__Required task A__. Please reproduce the passage of the Mycenaean music blog post starting with "Since the Church" and going on through "understanding of music.".
__Required task B__. Carry on the blog post about Mycenaean music from the point where it stops.

__Text block__.
Wednesday, August 15, 2012

Mycenaean Music to the Dark Ages of Greece

Aaaaaaaaaaaaaand off we go.  This blog will start with Mycenaean music, which is far back as I think we can go.  I'm launching this blog slightly later than planned, but, as my students say, "what happened was..."

WHAT HAPPENED WAS...See, most histories of Western classical music start with medieval church music, which most people know as Gregorian Chant.

Since the Church modes used in medieval chant came from Greek modes (ahem, or so I thought...more on that in later entries), I figured I'd ratchet up the wayback machine and check out what was on the jukeboxes in ancient Greece.


Then I figured we should go back to the very beginnings of ancient Greece, Greek's "Dark Ages," to get a nice clean canvas on which to paint our understanding of music.

THEN I learned about Mycenaean Greece, a period preceding the Grecian dark ages in which Greece had a healthy but not amazing Bronze Age culture.  Then I learned about the Dorian invasion, and the music they brought to Greece right before Greek's Dark Ages began (no it was not exclusively in the Dorian mode har har music nerd joke).

I swear I will finish this book some day
And then I hit the lever to pull the history train to a screeching halt.  Because the school year is beginning again, and as much as I'd love to start the history of music with the Neanderthals (first music-making was probably drumming and singing, think about it).  (Deep question - which came first, drumming or singing?), I need to get this thing cracking and move on with my life.

So, here's a quick history ancient (kinda pre-) Greek music, from Mycenaean culture to the Greek Dark Ages (which Homer wrote about - more on that in the next update!)


Mycenaean Greece was a Bronze Age culture from 1900 to 1100 BC.  Knowing who the Mycenaeans were means knowing who the Minoans were - the Minoans were an earlier, trade-focused culture that flourished on the island of Crete and then expanded outward to and across the Aegean Sea.

Trade worked well for the Minoans- and for music.  Minoan art featured plenty of harpists and flute players.

__Listed entries__.
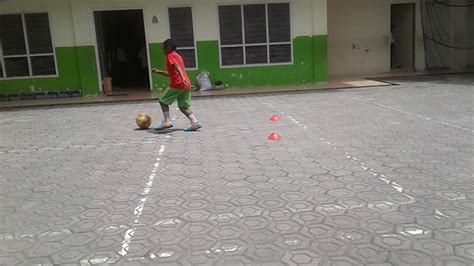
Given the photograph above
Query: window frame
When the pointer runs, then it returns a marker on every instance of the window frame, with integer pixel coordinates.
(28, 55)
(194, 33)
(267, 44)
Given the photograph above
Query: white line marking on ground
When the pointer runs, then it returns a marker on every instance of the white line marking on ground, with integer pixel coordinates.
(128, 237)
(86, 146)
(362, 165)
(413, 114)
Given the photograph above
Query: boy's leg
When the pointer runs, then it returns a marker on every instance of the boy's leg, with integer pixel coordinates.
(184, 103)
(168, 97)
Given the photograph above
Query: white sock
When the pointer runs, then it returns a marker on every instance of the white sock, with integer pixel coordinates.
(167, 116)
(193, 119)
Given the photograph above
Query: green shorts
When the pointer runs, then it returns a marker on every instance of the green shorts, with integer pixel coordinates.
(183, 96)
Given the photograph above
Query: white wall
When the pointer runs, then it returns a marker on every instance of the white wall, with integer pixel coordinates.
(205, 13)
(59, 15)
(359, 36)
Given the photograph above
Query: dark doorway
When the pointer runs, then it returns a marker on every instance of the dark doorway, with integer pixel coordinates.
(122, 49)
(402, 29)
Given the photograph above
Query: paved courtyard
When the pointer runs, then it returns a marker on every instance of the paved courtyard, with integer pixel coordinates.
(366, 176)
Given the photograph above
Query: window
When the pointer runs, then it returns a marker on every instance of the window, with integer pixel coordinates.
(26, 48)
(182, 31)
(255, 34)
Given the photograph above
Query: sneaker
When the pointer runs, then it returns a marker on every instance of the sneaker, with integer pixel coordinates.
(193, 127)
(164, 125)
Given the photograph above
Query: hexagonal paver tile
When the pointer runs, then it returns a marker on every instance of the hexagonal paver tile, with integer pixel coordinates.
(284, 227)
(465, 250)
(378, 226)
(331, 209)
(451, 194)
(433, 247)
(341, 261)
(70, 255)
(202, 242)
(166, 237)
(456, 261)
(195, 215)
(454, 236)
(259, 237)
(341, 221)
(410, 257)
(168, 224)
(264, 253)
(200, 258)
(414, 230)
(305, 218)
(393, 241)
(253, 223)
(293, 242)
(369, 253)
(227, 232)
(43, 250)
(301, 257)
(78, 239)
(166, 254)
(318, 231)
(329, 247)
(354, 235)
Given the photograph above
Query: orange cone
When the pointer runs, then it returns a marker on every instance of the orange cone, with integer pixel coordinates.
(275, 118)
(274, 137)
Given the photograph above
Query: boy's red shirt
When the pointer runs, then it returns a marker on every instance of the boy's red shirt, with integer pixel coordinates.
(175, 79)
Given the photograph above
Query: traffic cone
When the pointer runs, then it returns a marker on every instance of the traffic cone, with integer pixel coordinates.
(275, 118)
(274, 137)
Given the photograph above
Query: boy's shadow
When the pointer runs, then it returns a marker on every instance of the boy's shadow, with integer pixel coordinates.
(161, 132)
(164, 131)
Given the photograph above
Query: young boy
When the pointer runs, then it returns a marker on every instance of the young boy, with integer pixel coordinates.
(180, 88)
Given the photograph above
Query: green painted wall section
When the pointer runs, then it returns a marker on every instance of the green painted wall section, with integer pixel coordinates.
(76, 70)
(88, 70)
(320, 48)
(309, 65)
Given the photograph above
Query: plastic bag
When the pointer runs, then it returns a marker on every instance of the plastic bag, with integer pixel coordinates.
(203, 81)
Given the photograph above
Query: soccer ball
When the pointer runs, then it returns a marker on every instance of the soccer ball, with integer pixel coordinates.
(143, 121)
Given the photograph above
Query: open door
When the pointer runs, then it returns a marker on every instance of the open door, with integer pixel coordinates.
(402, 29)
(122, 51)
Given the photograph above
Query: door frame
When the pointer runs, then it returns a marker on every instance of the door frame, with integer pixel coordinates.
(414, 6)
(96, 44)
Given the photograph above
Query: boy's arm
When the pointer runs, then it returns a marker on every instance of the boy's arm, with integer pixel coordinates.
(161, 72)
(180, 72)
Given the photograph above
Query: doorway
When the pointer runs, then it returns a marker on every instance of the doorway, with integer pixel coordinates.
(122, 50)
(402, 35)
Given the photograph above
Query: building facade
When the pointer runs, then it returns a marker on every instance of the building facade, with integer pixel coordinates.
(79, 45)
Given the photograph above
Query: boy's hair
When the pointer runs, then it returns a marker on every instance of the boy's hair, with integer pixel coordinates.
(170, 44)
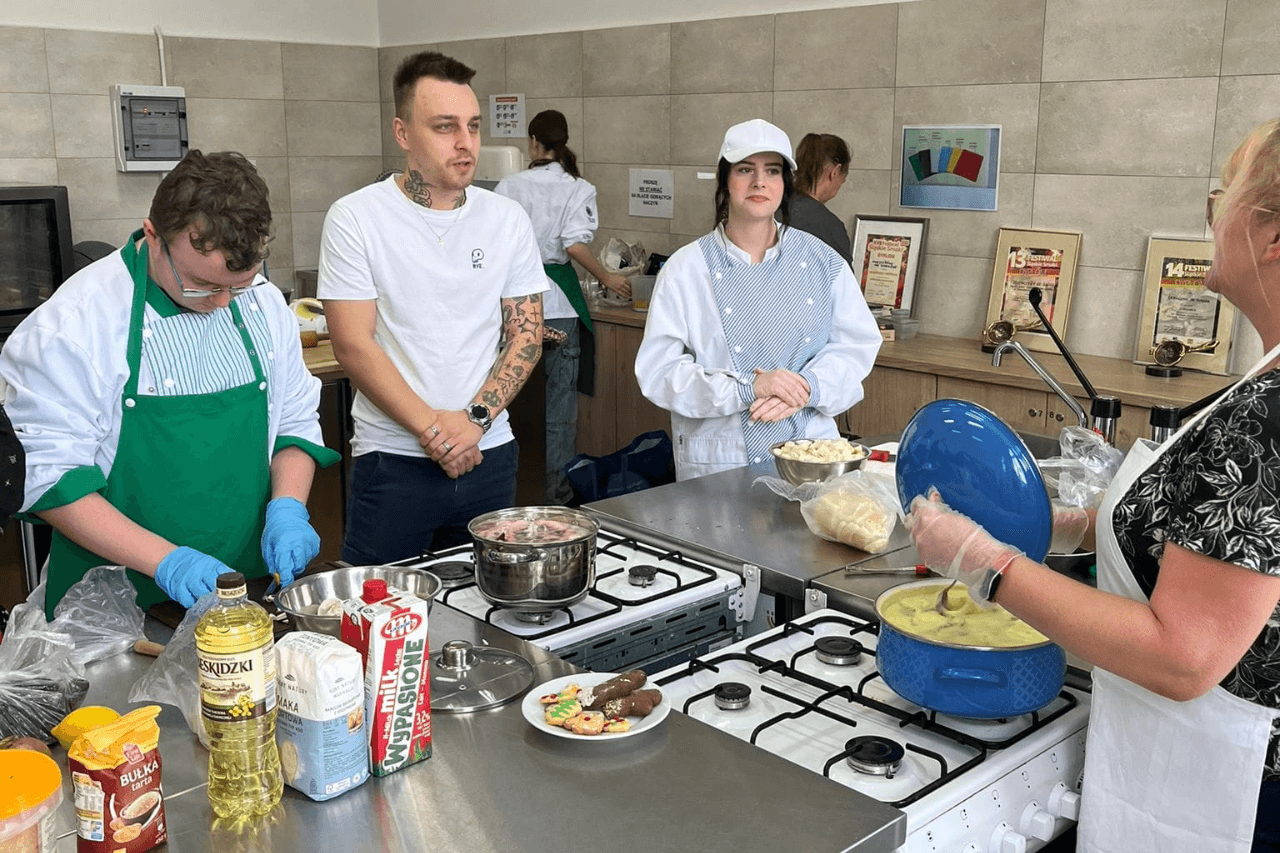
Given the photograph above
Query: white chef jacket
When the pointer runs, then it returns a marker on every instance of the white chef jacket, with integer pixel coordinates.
(684, 364)
(64, 368)
(563, 211)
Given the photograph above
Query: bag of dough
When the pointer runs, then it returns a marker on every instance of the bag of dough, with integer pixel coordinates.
(858, 509)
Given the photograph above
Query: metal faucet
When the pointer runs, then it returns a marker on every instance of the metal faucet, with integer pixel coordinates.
(1043, 374)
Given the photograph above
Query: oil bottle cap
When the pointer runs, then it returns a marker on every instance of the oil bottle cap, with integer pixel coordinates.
(231, 580)
(374, 591)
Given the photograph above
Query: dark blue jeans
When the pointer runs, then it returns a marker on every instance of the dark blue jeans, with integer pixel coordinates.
(403, 505)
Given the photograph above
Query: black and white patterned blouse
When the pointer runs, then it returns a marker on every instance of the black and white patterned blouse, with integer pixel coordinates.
(1216, 491)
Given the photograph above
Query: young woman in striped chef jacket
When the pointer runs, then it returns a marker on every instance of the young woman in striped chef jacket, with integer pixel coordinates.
(757, 332)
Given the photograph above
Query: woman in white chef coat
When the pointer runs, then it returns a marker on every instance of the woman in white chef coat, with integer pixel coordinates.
(822, 167)
(168, 419)
(757, 332)
(562, 208)
(1184, 628)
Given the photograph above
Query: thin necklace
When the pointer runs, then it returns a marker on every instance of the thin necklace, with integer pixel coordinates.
(439, 236)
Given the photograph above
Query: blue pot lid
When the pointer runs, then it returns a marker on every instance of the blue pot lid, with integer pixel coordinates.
(981, 468)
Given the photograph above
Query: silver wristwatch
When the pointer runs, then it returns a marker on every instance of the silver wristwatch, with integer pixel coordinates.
(480, 415)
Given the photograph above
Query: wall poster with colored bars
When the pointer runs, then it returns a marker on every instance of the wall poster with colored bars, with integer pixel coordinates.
(951, 167)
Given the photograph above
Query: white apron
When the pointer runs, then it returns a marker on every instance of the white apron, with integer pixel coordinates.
(1165, 776)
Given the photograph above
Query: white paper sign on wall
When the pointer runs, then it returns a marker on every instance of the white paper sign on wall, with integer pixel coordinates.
(653, 194)
(507, 115)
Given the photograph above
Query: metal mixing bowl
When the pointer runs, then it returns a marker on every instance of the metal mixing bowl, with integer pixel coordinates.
(795, 471)
(301, 598)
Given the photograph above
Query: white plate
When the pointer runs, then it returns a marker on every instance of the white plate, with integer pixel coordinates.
(535, 712)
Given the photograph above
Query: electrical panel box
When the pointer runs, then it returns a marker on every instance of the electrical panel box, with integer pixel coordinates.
(150, 124)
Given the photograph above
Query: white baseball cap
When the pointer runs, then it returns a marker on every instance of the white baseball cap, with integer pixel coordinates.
(753, 137)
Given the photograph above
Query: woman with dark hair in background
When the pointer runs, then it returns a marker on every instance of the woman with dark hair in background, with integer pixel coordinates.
(822, 165)
(562, 208)
(758, 332)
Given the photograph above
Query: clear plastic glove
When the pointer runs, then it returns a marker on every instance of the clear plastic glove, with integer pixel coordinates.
(1070, 524)
(288, 539)
(954, 544)
(187, 574)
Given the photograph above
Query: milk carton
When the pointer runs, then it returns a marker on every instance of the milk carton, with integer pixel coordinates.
(391, 634)
(320, 719)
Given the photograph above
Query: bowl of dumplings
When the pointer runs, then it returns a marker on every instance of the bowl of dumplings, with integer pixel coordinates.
(814, 460)
(314, 602)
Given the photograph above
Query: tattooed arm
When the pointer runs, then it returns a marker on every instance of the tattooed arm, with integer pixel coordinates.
(522, 346)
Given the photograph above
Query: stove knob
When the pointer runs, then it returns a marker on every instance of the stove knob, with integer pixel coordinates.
(1037, 822)
(1006, 840)
(1064, 802)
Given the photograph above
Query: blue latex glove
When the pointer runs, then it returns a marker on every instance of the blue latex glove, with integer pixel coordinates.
(187, 574)
(288, 539)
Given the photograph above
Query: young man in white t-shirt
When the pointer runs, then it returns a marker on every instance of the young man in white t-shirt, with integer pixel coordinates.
(433, 295)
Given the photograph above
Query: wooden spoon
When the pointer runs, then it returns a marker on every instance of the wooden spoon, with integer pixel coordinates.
(942, 605)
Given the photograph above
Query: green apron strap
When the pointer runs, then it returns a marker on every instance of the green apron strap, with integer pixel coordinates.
(566, 278)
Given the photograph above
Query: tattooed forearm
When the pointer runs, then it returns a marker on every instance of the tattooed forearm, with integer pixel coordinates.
(522, 331)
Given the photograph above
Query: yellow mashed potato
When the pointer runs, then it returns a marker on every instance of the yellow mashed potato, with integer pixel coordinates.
(912, 611)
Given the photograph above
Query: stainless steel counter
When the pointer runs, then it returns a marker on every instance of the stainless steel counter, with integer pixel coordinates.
(727, 521)
(494, 783)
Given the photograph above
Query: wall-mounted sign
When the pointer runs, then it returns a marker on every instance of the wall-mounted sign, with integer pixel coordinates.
(653, 194)
(507, 115)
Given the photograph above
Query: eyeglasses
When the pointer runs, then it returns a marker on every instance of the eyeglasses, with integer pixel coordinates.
(201, 293)
(1211, 206)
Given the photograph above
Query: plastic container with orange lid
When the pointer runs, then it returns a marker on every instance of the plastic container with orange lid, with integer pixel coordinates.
(31, 789)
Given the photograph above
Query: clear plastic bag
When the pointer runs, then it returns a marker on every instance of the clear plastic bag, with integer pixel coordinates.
(173, 678)
(858, 509)
(100, 614)
(40, 679)
(1080, 475)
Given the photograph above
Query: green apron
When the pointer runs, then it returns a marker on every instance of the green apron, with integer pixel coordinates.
(566, 277)
(192, 468)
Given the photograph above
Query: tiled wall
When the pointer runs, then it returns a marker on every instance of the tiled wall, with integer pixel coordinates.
(1116, 118)
(306, 114)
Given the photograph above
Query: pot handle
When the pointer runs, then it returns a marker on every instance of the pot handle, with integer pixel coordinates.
(508, 557)
(967, 674)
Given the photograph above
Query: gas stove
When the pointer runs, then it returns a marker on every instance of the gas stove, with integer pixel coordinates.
(809, 692)
(649, 607)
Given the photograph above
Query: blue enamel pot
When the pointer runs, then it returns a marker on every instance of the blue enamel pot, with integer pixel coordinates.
(983, 683)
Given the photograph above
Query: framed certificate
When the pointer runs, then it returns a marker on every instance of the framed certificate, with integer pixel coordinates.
(1027, 259)
(1194, 324)
(888, 254)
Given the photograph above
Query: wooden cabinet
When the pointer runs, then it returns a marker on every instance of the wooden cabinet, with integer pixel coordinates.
(617, 413)
(890, 397)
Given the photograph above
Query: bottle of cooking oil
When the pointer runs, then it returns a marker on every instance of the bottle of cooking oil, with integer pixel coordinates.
(236, 648)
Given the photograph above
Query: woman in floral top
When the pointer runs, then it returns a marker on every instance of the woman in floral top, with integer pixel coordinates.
(1183, 629)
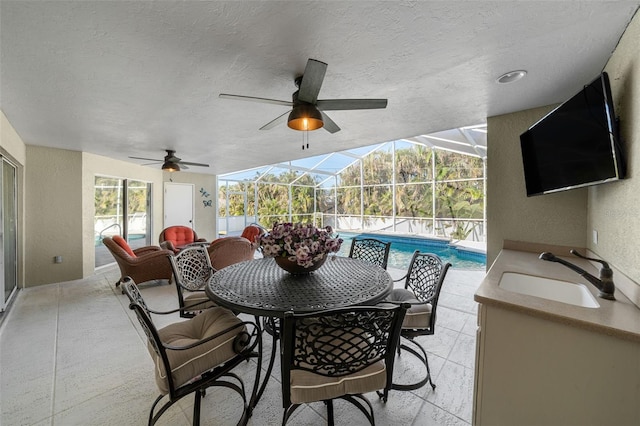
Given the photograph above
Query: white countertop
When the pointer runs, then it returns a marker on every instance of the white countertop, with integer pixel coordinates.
(620, 318)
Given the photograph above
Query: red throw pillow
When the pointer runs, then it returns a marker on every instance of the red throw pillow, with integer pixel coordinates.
(122, 243)
(179, 235)
(251, 233)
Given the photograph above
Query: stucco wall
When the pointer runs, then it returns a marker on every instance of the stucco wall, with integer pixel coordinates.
(559, 218)
(614, 209)
(10, 141)
(14, 149)
(53, 214)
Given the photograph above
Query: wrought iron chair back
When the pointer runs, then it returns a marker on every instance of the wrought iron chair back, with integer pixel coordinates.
(191, 271)
(423, 283)
(370, 250)
(424, 279)
(339, 344)
(247, 336)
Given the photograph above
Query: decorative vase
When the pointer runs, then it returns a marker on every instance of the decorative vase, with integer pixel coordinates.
(294, 269)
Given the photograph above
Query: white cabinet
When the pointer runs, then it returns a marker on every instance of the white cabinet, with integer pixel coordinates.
(535, 371)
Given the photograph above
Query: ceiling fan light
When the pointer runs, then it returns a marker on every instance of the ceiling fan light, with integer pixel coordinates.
(169, 166)
(305, 117)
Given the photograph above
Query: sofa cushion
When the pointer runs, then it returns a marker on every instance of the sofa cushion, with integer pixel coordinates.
(179, 235)
(308, 387)
(190, 363)
(123, 243)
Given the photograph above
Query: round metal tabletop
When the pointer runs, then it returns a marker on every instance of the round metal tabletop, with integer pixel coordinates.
(261, 287)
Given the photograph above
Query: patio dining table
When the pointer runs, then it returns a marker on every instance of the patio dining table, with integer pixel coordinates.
(261, 288)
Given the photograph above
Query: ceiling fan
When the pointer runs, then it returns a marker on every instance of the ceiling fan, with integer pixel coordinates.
(171, 163)
(307, 111)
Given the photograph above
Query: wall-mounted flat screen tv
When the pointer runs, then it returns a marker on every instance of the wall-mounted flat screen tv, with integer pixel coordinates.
(575, 145)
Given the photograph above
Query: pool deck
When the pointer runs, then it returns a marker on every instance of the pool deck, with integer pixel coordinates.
(473, 246)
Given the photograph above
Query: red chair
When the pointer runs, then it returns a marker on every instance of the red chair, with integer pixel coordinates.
(229, 250)
(252, 232)
(175, 237)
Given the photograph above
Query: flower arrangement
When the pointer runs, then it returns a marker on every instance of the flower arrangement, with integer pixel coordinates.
(303, 244)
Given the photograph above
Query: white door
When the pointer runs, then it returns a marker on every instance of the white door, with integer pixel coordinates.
(8, 231)
(178, 204)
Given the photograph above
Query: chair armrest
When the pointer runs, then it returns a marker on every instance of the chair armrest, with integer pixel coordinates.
(145, 255)
(167, 245)
(404, 277)
(256, 332)
(145, 250)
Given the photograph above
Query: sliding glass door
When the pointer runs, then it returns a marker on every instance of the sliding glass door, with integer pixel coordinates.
(122, 207)
(8, 231)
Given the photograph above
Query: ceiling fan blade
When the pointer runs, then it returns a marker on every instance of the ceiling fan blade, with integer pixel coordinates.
(345, 104)
(276, 121)
(254, 99)
(312, 81)
(328, 124)
(146, 159)
(189, 163)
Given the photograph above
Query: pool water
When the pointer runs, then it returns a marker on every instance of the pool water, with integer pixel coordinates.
(402, 249)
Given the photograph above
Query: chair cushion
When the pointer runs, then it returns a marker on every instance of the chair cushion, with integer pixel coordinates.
(251, 233)
(179, 235)
(190, 363)
(309, 387)
(123, 243)
(418, 315)
(198, 297)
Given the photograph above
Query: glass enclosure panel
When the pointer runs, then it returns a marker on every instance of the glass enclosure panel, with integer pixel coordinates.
(111, 197)
(460, 200)
(109, 211)
(138, 226)
(349, 201)
(351, 175)
(378, 200)
(413, 164)
(414, 200)
(9, 235)
(451, 165)
(302, 200)
(377, 168)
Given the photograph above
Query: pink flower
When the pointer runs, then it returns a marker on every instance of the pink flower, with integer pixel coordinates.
(303, 243)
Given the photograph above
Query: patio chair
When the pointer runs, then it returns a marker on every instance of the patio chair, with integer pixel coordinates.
(229, 250)
(340, 353)
(253, 232)
(175, 237)
(191, 272)
(423, 283)
(370, 250)
(198, 353)
(142, 264)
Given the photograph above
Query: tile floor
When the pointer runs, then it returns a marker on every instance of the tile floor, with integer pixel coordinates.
(72, 353)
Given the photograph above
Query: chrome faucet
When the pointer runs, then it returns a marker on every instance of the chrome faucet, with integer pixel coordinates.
(604, 284)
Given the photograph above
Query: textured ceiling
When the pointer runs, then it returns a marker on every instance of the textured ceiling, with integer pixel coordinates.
(135, 78)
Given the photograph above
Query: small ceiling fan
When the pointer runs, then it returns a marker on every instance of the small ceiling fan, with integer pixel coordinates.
(171, 163)
(307, 111)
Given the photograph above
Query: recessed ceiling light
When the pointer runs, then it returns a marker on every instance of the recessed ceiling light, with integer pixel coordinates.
(511, 76)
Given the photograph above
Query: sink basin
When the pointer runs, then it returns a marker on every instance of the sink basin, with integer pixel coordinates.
(547, 288)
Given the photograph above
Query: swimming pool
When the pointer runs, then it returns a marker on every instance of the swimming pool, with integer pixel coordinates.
(402, 248)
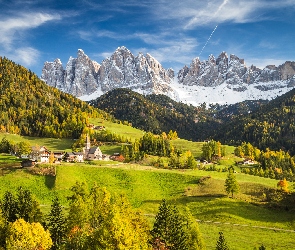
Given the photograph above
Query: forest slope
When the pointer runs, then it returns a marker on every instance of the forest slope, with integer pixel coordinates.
(30, 107)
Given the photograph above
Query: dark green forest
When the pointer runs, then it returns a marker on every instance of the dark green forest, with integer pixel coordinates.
(28, 106)
(271, 126)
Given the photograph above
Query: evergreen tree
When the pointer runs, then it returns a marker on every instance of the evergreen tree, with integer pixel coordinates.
(195, 240)
(231, 184)
(56, 224)
(221, 243)
(169, 228)
(262, 247)
(22, 206)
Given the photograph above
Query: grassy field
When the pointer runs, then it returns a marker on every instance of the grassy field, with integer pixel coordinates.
(240, 218)
(50, 143)
(145, 187)
(120, 129)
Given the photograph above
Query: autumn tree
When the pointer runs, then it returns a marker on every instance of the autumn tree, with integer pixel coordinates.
(231, 184)
(23, 205)
(56, 224)
(221, 243)
(25, 235)
(100, 220)
(283, 185)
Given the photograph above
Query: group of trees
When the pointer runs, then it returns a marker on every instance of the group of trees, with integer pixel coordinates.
(271, 164)
(158, 145)
(96, 219)
(212, 150)
(271, 126)
(20, 148)
(28, 106)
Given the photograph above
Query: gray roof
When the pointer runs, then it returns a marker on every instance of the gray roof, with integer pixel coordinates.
(93, 150)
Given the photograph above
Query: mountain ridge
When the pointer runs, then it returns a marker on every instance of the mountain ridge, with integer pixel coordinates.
(224, 80)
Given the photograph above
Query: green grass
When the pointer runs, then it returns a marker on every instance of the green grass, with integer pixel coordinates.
(120, 129)
(110, 149)
(145, 187)
(51, 143)
(185, 145)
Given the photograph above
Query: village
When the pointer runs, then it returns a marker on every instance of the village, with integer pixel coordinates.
(40, 154)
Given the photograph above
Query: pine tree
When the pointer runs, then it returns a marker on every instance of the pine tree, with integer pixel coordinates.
(231, 184)
(262, 247)
(169, 228)
(221, 243)
(56, 224)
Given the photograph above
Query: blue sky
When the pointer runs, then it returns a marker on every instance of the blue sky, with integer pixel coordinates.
(173, 31)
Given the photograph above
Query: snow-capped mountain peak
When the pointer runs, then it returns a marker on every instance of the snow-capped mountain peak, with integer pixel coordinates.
(225, 79)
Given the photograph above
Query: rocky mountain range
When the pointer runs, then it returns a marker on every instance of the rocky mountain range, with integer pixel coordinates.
(82, 76)
(225, 79)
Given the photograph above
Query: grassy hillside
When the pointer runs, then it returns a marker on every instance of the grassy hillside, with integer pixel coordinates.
(271, 126)
(50, 143)
(207, 202)
(118, 128)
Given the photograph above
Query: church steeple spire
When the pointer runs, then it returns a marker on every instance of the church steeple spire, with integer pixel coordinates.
(87, 146)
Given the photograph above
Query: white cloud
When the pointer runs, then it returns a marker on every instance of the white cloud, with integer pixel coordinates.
(11, 27)
(26, 56)
(13, 34)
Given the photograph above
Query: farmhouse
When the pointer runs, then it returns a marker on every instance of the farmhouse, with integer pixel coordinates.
(40, 154)
(74, 157)
(94, 153)
(91, 153)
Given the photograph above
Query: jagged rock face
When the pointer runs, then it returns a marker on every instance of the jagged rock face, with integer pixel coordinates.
(233, 72)
(217, 77)
(53, 72)
(122, 70)
(78, 78)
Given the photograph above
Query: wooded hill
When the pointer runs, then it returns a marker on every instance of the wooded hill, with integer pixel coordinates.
(146, 114)
(271, 126)
(28, 106)
(159, 113)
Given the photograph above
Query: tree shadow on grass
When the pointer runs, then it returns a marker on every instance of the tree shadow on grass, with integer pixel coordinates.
(50, 181)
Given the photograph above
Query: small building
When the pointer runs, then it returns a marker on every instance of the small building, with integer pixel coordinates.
(28, 163)
(58, 155)
(94, 153)
(40, 154)
(74, 157)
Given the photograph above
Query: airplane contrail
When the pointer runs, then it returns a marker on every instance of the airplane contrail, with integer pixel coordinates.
(208, 39)
(219, 8)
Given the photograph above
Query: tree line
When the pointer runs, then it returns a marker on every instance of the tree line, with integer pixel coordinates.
(271, 164)
(96, 219)
(28, 106)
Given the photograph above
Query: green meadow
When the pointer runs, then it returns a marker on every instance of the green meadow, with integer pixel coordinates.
(145, 187)
(245, 220)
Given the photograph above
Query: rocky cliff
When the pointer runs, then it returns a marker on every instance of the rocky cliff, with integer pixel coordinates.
(83, 76)
(225, 79)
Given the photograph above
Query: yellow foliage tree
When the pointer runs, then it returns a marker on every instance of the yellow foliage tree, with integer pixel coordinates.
(25, 235)
(283, 184)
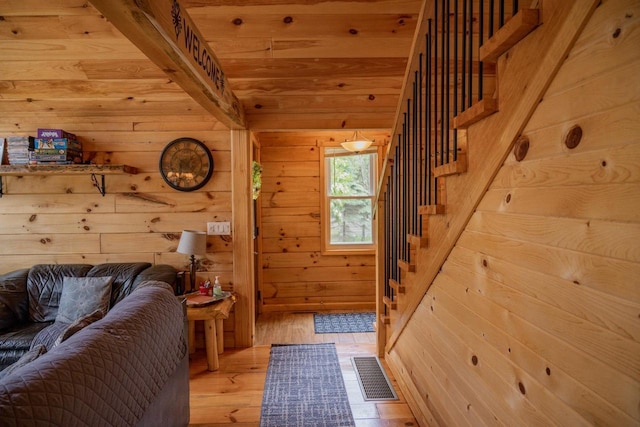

__Task response A__.
Since the Church modes used in medieval chant came from Greek modes (ahem, or so I thought...more on that in later entries), I figured I'd ratchet up the wayback machine and check out what was on the jukeboxes in ancient Greece.


Then I figured we should go back to the very beginnings of ancient Greece, Greek's "Dark Ages," to get a nice clean canvas on which to paint our understanding of music.

__Task response B__.
Marble harpist (actually from somewhere between 2800 and 2300 BC.  Wow!)



But unfortunately the Minoan's neighbors, the Mycenaeans, found conquest to be more effective than trade.  Around 1400 BC, the Mycenaeans, whose rulers were aristocratic warriors, invaded Crete (the Minoan capital), and continued their expansion, thus spreading their culture to ancient, ANCIENT Greece.

Doubt their ferociousness?  Just look at these guys!
[caution - depictions of little awesome ancient army men may not be totally historically valid, and remember that no matter how hard you wish otherwise, The Indian in the Cupboard was just a book]
But, fortunately for historians and this blog, even warriors need music - and dancing!

Mycenaean vase, "Group of Three Dancers in a Ring", 1300 BC


The Mycenaeans had a good 300 years, until 1100, when civilization in mainland Greece collapsed - launching Greece into their own dark ages, prompted by an invasion from .... nobody's sure.  It's referred to as the "Dorian Invasion," but curiously, the actual word for "invasion" means something closer to "return home."  A "return home" that, according to the archeological record, includes torching and destroying buildings they encountered along the way.  Who the heck were these invaders?  No one knows - one theory (of musicological interest) said they were Greeks who came from the Balkans:


And that brings us to the Greek Dark Ages - which we'll talk about 2 posts from now (and we'll have a composition challenge also!)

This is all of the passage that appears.